### Instructions for the task
Take each line of the listing that has the string "person" and report it.
------------------------------------------------------------------------
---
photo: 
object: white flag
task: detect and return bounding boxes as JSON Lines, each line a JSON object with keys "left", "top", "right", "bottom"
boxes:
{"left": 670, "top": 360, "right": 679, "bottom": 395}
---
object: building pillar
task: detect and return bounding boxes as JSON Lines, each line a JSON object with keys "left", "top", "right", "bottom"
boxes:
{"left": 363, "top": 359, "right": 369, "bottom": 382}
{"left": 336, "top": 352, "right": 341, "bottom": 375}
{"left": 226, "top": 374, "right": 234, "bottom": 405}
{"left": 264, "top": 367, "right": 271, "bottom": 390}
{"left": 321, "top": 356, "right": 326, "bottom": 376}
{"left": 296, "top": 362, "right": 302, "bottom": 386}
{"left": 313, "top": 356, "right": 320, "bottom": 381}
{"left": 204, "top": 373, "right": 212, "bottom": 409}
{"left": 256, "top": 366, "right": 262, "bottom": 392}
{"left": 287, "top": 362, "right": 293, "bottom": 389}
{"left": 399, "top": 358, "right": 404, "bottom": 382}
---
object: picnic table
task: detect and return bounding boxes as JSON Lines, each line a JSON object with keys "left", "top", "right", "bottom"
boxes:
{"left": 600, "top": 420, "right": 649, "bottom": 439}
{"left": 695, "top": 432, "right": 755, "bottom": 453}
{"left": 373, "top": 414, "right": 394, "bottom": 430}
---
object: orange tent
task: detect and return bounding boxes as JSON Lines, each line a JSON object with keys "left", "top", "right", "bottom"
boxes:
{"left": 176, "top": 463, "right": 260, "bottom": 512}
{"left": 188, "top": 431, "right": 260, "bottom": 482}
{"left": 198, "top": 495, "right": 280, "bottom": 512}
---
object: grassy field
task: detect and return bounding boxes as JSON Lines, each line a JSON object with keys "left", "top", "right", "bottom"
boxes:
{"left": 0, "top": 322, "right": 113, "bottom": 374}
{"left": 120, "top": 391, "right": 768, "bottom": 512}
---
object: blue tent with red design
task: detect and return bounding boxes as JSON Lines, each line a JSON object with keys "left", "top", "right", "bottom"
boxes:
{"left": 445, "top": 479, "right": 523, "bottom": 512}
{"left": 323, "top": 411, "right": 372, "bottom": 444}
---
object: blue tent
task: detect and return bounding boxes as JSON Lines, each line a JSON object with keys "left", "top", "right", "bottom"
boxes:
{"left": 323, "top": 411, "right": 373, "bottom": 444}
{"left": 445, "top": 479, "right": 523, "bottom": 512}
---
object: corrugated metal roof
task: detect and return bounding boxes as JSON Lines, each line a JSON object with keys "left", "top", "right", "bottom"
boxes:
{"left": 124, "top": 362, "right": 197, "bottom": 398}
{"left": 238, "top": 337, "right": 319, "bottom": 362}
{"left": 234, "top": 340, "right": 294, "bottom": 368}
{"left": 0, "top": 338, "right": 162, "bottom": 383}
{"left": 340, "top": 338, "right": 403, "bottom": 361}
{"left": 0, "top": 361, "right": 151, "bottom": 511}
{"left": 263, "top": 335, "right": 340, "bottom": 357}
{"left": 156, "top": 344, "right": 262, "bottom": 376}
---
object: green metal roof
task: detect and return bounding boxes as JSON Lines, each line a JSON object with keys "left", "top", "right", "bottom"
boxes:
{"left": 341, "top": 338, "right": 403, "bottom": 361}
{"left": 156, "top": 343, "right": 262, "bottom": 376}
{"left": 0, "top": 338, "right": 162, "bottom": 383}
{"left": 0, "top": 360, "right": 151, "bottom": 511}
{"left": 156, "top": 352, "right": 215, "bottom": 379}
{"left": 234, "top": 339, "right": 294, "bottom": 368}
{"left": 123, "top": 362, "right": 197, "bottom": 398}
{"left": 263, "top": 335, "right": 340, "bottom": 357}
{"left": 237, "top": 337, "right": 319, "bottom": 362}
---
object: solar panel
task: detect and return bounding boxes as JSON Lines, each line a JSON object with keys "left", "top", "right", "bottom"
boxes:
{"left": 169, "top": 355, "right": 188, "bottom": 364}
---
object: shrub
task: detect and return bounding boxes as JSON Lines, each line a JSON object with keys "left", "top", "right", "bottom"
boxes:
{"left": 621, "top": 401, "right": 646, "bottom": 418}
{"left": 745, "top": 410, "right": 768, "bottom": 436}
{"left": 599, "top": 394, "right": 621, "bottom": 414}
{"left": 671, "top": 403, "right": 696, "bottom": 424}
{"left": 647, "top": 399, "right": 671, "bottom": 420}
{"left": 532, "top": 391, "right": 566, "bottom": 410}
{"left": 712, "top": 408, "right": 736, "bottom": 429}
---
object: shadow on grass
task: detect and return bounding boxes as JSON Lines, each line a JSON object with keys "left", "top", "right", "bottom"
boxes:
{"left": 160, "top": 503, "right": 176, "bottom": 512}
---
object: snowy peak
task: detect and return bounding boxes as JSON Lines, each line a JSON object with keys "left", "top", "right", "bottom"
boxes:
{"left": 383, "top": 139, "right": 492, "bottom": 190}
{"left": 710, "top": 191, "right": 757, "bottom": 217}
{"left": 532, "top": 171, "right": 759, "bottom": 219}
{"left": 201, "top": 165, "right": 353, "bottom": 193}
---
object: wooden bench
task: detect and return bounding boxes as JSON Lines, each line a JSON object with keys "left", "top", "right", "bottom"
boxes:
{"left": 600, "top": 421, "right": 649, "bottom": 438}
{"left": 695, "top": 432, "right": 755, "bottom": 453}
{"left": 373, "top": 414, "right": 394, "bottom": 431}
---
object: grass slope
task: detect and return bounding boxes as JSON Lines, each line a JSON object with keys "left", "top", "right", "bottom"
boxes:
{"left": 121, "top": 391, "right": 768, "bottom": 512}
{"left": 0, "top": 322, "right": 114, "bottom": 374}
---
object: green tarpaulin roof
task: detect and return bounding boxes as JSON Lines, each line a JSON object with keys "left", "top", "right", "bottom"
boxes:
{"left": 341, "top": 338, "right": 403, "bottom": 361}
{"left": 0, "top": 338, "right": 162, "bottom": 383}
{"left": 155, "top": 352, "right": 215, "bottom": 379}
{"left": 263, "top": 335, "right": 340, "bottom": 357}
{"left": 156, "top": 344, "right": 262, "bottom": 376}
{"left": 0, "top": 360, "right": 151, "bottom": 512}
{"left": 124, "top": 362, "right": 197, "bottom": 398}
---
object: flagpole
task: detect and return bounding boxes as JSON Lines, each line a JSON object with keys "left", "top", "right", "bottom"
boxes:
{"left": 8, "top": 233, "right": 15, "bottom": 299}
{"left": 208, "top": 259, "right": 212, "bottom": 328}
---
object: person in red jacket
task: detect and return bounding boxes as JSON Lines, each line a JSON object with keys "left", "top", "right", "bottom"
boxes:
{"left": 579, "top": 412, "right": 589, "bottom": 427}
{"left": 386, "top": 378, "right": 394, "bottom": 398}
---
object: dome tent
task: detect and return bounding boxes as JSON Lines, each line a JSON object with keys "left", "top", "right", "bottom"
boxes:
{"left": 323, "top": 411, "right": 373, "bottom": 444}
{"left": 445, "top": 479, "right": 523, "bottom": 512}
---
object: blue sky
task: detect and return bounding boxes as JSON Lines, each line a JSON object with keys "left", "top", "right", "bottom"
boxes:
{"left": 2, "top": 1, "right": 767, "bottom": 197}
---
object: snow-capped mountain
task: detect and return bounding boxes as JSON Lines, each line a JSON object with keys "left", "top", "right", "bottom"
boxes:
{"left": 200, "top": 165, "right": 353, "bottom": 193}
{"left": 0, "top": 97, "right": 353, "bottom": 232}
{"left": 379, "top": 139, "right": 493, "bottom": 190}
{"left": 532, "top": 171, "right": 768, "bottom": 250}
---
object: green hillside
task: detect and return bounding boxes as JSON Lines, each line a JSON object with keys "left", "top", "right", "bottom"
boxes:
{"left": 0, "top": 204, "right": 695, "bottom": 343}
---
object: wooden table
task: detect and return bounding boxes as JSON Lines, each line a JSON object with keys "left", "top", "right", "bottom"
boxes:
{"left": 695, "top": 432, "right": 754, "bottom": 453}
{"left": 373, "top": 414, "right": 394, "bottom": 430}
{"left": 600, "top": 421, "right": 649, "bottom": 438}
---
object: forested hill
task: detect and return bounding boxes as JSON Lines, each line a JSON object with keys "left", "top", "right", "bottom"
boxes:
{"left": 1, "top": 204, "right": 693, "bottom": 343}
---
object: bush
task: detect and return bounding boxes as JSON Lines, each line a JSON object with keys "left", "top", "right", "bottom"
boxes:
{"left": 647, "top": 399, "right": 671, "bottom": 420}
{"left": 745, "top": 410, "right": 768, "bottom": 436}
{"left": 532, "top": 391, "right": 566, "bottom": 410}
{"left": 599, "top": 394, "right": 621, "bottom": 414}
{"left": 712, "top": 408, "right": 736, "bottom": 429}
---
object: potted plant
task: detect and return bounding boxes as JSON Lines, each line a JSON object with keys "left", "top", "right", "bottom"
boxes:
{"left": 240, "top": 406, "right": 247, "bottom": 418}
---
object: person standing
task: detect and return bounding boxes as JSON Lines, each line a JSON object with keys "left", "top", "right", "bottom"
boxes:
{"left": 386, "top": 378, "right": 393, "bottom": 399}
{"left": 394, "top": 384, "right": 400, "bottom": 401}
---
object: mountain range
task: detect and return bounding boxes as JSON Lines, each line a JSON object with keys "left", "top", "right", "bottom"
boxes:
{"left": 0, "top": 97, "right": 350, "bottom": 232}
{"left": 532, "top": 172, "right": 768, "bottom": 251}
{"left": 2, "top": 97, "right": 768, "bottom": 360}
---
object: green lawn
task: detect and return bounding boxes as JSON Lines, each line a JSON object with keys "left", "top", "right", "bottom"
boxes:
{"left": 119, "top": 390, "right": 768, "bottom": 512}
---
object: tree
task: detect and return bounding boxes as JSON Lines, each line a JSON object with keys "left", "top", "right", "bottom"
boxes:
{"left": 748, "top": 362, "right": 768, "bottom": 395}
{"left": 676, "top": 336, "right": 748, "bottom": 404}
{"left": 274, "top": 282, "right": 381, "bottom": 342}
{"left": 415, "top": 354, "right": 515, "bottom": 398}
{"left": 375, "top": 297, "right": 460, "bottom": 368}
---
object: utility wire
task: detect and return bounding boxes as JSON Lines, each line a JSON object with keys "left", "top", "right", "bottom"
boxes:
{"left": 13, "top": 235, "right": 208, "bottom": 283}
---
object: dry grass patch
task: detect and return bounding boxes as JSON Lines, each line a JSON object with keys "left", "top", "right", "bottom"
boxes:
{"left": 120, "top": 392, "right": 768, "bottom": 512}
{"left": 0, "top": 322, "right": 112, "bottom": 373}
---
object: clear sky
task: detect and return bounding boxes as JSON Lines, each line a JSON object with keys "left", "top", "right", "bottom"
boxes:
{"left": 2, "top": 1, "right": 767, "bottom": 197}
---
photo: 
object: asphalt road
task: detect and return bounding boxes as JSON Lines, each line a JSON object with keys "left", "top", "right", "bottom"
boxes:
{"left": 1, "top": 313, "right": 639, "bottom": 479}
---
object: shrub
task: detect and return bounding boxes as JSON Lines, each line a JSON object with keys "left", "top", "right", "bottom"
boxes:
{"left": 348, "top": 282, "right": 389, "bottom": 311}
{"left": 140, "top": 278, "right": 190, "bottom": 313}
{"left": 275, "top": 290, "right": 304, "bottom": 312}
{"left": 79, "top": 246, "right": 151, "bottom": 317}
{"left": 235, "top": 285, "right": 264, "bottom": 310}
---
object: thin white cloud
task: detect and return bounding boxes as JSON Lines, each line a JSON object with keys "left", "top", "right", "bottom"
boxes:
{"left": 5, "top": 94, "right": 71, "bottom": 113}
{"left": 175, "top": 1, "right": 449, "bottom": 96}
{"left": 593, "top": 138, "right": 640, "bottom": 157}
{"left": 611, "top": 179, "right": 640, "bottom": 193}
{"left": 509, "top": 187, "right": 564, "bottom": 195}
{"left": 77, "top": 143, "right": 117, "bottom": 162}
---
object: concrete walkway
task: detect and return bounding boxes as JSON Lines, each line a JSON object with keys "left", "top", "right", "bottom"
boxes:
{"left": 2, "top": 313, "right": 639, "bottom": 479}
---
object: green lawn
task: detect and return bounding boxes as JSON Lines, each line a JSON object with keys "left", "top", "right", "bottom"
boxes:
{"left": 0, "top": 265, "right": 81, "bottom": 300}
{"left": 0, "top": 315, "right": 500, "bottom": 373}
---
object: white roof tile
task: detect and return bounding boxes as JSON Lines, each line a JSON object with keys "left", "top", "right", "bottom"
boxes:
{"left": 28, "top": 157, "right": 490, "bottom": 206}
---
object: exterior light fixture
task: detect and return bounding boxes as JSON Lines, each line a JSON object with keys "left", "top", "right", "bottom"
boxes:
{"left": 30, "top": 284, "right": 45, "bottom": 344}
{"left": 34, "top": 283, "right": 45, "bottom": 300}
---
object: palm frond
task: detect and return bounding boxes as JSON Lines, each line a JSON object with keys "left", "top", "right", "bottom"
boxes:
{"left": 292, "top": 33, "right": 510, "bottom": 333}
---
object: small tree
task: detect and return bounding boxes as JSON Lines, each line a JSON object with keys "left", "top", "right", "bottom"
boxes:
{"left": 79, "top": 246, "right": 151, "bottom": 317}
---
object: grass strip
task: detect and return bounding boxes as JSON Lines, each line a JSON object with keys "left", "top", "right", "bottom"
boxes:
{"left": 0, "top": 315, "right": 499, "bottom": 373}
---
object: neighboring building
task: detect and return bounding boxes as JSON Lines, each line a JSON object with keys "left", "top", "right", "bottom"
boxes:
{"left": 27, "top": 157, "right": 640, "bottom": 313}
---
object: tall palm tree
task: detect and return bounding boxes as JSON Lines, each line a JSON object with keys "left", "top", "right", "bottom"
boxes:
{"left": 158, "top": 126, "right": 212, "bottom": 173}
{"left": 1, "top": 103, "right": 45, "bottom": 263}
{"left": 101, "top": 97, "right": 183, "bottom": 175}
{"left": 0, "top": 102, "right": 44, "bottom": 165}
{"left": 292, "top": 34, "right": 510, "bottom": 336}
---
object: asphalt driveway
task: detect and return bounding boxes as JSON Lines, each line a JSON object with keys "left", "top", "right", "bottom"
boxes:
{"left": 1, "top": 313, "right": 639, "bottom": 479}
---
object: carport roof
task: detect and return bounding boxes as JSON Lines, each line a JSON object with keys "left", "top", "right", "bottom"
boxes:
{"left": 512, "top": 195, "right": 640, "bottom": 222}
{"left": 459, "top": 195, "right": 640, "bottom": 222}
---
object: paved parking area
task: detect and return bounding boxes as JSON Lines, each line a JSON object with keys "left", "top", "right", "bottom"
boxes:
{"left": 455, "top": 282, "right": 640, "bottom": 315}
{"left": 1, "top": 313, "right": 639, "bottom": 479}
------------------------------------------------------------------------
### Answer to this exercise
object: person in red jacket
object: person standing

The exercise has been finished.